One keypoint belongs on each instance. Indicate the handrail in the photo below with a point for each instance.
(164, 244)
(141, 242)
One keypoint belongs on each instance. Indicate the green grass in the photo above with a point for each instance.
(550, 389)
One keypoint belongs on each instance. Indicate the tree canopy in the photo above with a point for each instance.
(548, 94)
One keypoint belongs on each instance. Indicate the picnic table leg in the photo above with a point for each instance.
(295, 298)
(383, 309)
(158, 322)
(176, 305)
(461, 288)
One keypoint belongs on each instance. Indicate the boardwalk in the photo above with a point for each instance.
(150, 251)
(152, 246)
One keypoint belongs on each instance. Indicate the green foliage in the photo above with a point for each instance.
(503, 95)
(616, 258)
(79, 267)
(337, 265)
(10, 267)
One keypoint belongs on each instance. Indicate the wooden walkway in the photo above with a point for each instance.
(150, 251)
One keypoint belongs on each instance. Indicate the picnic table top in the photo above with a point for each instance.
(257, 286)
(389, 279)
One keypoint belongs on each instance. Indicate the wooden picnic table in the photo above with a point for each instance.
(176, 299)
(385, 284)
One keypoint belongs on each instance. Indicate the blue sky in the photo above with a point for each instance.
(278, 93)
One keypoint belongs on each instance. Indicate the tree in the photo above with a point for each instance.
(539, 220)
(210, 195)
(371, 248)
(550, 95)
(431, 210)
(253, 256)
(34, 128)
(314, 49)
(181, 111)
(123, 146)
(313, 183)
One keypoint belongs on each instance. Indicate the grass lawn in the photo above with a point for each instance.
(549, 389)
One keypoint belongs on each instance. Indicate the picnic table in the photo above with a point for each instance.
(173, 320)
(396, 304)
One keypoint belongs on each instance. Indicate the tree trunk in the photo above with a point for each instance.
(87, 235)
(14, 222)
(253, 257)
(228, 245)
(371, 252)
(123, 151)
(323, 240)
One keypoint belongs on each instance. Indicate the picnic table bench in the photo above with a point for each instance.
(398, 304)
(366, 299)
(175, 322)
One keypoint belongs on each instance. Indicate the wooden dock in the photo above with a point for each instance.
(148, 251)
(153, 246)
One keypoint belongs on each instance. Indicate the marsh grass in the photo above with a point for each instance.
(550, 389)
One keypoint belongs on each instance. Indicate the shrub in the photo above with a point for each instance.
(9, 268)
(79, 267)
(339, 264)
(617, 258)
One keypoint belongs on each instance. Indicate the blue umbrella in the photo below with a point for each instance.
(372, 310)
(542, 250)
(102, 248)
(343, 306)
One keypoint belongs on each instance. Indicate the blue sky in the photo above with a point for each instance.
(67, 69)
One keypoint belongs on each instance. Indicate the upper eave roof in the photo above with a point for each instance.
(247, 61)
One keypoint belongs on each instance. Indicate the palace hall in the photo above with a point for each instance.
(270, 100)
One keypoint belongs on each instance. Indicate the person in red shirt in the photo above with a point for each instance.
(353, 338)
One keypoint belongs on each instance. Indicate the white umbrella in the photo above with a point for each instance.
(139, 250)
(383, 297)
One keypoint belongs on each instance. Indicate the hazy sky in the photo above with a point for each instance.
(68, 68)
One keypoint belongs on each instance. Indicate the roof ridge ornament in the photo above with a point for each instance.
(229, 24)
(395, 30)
※ ※ ※
Output exactly the lines from the one with "One keypoint belongs on each instance. Indicate the white" through the final line of the listing above.

One keypoint belongs on each instance. Indicate the white umbrella in the photo above with a point for each instance.
(139, 250)
(383, 297)
One keypoint belongs on each instance. Indicate the hazy sky in the photo above with a point for each instance.
(68, 68)
One keypoint belongs on each instance. Indicate the roof ridge ornament in the photo above with a point for each instance.
(229, 24)
(395, 30)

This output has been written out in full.